-------- Data section

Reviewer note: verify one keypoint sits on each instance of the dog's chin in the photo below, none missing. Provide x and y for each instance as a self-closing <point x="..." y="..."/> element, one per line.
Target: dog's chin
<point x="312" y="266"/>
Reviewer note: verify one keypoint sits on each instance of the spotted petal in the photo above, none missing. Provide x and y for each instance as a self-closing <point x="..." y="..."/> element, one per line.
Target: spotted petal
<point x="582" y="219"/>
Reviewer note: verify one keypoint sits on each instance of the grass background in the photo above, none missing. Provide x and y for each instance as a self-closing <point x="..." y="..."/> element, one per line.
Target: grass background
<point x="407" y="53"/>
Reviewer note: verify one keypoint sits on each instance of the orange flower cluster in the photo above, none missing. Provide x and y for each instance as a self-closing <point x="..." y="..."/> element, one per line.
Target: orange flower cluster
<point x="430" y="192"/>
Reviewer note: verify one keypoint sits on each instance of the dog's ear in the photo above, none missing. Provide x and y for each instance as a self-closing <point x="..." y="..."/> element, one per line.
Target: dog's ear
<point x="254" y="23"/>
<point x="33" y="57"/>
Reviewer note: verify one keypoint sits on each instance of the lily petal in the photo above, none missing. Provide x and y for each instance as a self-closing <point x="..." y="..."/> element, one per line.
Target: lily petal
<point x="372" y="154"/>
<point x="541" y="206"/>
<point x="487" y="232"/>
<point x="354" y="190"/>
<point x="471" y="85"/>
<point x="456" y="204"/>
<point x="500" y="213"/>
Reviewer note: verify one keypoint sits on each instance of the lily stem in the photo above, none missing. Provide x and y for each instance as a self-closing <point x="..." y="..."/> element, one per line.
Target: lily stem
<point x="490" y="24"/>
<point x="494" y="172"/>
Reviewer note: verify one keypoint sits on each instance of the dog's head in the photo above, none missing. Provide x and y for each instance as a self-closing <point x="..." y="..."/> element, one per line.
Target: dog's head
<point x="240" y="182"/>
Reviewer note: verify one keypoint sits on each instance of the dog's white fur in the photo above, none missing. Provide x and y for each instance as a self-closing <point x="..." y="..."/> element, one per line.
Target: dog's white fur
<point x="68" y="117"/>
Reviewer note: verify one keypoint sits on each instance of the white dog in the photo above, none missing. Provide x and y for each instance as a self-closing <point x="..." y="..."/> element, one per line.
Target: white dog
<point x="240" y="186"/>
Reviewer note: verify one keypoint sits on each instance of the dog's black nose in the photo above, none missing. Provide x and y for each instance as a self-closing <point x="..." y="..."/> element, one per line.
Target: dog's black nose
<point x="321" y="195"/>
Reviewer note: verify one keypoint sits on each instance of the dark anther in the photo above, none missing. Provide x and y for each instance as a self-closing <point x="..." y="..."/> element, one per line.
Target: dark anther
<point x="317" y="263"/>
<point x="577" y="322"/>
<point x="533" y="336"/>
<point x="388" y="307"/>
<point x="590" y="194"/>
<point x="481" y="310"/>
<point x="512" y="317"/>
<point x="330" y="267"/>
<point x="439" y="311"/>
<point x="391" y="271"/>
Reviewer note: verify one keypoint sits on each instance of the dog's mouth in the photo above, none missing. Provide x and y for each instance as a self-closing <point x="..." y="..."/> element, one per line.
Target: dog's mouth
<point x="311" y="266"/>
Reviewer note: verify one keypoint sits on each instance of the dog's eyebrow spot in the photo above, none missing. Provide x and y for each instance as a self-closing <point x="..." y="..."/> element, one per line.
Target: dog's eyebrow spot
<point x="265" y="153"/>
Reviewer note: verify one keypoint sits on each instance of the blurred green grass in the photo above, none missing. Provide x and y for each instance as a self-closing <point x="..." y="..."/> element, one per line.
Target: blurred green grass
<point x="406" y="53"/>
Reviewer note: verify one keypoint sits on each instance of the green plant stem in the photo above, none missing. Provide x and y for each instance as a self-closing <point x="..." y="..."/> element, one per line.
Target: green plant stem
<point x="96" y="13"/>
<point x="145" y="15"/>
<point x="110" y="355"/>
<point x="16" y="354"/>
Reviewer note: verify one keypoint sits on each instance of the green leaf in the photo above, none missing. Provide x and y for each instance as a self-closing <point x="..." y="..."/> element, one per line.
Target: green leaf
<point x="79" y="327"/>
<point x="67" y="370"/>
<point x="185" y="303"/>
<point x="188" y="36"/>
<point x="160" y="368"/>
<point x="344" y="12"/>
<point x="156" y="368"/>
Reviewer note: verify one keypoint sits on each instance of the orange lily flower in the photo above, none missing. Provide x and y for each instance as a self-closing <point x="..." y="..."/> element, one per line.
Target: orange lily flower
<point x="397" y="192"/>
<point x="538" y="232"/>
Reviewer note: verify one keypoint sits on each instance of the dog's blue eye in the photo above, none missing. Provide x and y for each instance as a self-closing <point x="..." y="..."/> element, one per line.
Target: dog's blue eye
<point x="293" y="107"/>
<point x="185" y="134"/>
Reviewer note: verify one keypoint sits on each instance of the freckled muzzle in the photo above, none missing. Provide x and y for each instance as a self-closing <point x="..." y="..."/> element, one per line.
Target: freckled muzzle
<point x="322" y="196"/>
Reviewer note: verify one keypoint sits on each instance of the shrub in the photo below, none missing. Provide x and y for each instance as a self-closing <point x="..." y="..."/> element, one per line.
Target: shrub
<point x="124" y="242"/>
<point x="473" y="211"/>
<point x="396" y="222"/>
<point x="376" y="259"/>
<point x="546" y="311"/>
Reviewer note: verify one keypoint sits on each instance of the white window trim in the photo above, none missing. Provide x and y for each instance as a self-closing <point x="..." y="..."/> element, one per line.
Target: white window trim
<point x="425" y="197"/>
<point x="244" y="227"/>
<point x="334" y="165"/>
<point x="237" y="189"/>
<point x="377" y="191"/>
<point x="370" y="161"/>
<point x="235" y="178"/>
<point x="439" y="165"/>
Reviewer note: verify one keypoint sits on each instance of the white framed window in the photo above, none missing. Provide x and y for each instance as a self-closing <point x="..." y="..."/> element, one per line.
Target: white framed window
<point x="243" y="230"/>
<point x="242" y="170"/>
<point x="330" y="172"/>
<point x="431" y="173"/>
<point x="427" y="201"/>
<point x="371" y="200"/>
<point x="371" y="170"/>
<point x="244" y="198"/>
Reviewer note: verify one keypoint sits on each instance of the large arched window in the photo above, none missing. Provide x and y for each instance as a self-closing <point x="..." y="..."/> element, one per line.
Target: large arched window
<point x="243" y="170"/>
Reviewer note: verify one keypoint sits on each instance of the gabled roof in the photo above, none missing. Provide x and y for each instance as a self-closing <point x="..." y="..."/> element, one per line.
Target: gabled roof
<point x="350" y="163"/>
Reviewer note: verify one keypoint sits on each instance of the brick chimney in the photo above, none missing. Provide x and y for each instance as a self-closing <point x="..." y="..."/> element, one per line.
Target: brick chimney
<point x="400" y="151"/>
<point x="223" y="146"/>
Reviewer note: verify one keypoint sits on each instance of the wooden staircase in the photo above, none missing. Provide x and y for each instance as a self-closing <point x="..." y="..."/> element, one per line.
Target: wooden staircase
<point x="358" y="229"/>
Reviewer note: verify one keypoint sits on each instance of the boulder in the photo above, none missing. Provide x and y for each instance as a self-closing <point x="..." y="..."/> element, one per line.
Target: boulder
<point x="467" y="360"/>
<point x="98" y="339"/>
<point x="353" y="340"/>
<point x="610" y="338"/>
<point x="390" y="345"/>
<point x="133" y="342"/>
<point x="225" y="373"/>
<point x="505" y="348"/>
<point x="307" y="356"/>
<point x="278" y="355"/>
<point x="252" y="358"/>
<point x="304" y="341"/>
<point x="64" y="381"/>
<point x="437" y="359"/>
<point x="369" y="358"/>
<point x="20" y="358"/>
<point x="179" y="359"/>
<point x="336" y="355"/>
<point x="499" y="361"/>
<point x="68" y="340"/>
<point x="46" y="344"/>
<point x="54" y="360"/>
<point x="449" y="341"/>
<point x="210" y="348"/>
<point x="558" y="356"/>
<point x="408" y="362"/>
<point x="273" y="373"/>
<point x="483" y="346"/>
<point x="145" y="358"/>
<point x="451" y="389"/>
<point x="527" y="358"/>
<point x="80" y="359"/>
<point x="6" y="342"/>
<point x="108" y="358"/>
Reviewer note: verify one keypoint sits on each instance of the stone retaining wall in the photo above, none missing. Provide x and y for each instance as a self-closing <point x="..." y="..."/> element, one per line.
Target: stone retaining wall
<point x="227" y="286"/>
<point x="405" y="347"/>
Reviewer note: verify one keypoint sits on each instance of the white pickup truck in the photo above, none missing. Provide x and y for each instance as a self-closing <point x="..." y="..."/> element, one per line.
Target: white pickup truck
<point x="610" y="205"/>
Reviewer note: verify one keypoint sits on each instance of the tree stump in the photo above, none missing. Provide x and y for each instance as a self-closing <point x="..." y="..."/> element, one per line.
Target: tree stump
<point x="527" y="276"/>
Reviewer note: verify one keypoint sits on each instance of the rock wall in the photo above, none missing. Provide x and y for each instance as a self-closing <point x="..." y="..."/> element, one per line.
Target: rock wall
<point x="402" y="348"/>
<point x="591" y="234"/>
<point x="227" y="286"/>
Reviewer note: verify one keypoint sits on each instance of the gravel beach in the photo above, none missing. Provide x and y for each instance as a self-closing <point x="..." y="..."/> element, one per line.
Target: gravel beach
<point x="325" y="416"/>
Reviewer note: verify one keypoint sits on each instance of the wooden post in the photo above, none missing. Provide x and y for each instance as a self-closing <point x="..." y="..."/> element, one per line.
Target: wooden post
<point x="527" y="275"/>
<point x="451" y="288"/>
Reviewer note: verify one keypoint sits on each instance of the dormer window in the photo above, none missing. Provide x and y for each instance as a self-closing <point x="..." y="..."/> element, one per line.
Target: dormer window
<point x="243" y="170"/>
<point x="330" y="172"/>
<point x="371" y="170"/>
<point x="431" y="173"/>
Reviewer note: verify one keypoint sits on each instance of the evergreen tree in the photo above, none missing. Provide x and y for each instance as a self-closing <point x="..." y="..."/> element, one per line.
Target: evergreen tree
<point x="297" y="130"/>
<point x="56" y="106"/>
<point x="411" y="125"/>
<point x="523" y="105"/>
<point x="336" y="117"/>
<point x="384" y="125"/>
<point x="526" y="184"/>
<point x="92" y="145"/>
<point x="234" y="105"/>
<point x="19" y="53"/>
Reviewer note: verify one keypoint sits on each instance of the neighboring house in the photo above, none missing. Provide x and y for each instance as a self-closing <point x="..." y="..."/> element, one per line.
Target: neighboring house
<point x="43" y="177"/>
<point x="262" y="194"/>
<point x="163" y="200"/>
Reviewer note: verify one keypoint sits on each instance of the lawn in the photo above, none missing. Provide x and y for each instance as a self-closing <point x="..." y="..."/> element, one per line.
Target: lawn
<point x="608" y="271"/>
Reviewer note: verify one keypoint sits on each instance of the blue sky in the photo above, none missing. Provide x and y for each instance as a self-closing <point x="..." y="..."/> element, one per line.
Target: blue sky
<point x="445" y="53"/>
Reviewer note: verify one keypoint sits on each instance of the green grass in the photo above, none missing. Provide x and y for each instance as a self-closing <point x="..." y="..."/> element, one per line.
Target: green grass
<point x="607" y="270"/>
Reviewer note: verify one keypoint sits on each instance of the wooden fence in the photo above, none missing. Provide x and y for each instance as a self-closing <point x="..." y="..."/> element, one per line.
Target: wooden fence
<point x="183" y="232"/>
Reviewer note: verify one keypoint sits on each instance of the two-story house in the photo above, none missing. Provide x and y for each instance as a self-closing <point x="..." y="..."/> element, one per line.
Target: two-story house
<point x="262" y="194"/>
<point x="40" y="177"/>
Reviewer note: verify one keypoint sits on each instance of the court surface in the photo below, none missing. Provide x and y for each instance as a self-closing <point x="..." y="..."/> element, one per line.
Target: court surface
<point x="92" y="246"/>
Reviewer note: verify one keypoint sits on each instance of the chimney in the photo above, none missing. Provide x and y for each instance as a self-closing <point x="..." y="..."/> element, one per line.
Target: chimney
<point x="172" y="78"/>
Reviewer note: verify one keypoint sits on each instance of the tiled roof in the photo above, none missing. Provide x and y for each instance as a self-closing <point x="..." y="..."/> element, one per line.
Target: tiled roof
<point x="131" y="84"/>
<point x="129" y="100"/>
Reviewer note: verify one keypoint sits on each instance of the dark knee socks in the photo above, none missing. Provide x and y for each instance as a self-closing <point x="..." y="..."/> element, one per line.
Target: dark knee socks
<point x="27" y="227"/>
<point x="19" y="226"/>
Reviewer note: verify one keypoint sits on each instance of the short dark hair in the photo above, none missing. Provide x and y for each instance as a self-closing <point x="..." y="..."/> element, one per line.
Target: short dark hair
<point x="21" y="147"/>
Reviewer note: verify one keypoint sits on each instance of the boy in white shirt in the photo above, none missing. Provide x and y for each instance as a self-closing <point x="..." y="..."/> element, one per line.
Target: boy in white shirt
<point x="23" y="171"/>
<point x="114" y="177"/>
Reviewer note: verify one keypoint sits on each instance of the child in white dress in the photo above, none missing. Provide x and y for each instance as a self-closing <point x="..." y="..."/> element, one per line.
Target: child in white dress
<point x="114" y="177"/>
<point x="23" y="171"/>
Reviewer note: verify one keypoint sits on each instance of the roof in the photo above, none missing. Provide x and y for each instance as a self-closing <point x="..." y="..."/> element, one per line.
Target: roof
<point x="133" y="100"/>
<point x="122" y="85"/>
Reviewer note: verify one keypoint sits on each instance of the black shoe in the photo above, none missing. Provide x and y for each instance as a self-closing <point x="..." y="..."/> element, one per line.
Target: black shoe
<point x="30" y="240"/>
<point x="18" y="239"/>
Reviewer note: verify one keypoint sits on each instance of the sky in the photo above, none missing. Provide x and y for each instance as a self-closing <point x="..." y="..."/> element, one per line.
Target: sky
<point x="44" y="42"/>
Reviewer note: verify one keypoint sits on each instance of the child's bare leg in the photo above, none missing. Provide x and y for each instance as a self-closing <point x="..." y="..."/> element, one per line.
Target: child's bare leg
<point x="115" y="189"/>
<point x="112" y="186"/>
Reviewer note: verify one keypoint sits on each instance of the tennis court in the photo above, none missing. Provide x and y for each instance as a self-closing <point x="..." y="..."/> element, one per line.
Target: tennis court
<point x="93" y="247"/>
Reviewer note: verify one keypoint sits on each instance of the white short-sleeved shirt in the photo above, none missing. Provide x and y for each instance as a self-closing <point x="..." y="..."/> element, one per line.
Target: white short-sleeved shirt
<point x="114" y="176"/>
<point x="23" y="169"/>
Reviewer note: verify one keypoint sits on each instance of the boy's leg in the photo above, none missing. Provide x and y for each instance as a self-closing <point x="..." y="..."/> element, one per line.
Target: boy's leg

----------------

→ Directive: Find the line that contains "the white short-sleeved". Repeat it and every line after it, exactly as written, up to and including the last line of the records above.

→ Answer to the exercise:
Reviewer note: verify one keypoint sits on each instance of the white short-sleeved shirt in the photo above, none missing. Provide x and y for each instance as a self-closing <point x="..." y="..."/> element, one per line.
Target: white short-sleeved shirt
<point x="114" y="176"/>
<point x="23" y="169"/>
Reviewer note: verify one keypoint sits on each instance of the boy's leg in the photo above, none missing. Provide x and y for each instance as a self-closing <point x="..." y="..."/> element, one per line.
Target: boy's leg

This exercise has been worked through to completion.